What you are asked to do – Set down each of the entries below verbatim, with every character unchanged.

Input for this task –
####################

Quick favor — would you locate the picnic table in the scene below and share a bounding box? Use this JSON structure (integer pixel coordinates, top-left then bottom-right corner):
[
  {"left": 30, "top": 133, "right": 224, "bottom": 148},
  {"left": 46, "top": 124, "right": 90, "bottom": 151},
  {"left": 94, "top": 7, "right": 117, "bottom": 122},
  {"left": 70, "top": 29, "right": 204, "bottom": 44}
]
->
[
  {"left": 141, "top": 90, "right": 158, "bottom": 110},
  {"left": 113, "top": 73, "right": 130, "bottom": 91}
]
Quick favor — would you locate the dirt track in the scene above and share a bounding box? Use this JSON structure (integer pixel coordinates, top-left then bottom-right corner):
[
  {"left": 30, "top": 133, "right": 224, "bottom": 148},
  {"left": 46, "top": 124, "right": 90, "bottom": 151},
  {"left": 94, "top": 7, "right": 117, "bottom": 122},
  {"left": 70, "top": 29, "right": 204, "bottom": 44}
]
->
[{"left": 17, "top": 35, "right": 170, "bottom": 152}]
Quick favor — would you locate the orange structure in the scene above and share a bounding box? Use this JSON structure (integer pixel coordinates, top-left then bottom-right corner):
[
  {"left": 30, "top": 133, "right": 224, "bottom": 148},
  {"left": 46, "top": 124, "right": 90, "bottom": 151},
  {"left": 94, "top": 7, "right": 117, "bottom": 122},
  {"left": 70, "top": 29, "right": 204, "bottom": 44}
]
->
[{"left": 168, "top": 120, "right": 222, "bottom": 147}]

####################

Output –
Quick favor — would you locate the picnic table in the scene below and share a bounding box? Use this JSON structure (integer pixel coordinates, top-left then bottom-right corner):
[
  {"left": 30, "top": 133, "right": 224, "bottom": 148},
  {"left": 46, "top": 124, "right": 90, "bottom": 151},
  {"left": 94, "top": 7, "right": 117, "bottom": 122},
  {"left": 70, "top": 29, "right": 204, "bottom": 44}
]
->
[
  {"left": 141, "top": 90, "right": 158, "bottom": 110},
  {"left": 113, "top": 73, "right": 130, "bottom": 91}
]
Quick favor — would you locate the dirt track in the scene above and share a bounding box? Use this JSON structure (integer pixel coordinates, top-left then bottom-right corner):
[
  {"left": 30, "top": 133, "right": 224, "bottom": 148},
  {"left": 46, "top": 124, "right": 90, "bottom": 151},
  {"left": 94, "top": 7, "right": 117, "bottom": 122},
  {"left": 70, "top": 29, "right": 204, "bottom": 44}
]
->
[{"left": 17, "top": 35, "right": 170, "bottom": 152}]
Quick favor — would you locate the orange structure in the scene above and share a bounding box? Use this JSON structure (integer pixel coordinates, top-left then bottom-right corner):
[
  {"left": 30, "top": 133, "right": 224, "bottom": 148},
  {"left": 46, "top": 124, "right": 90, "bottom": 151},
  {"left": 94, "top": 7, "right": 117, "bottom": 122},
  {"left": 70, "top": 29, "right": 204, "bottom": 44}
]
->
[{"left": 168, "top": 120, "right": 222, "bottom": 147}]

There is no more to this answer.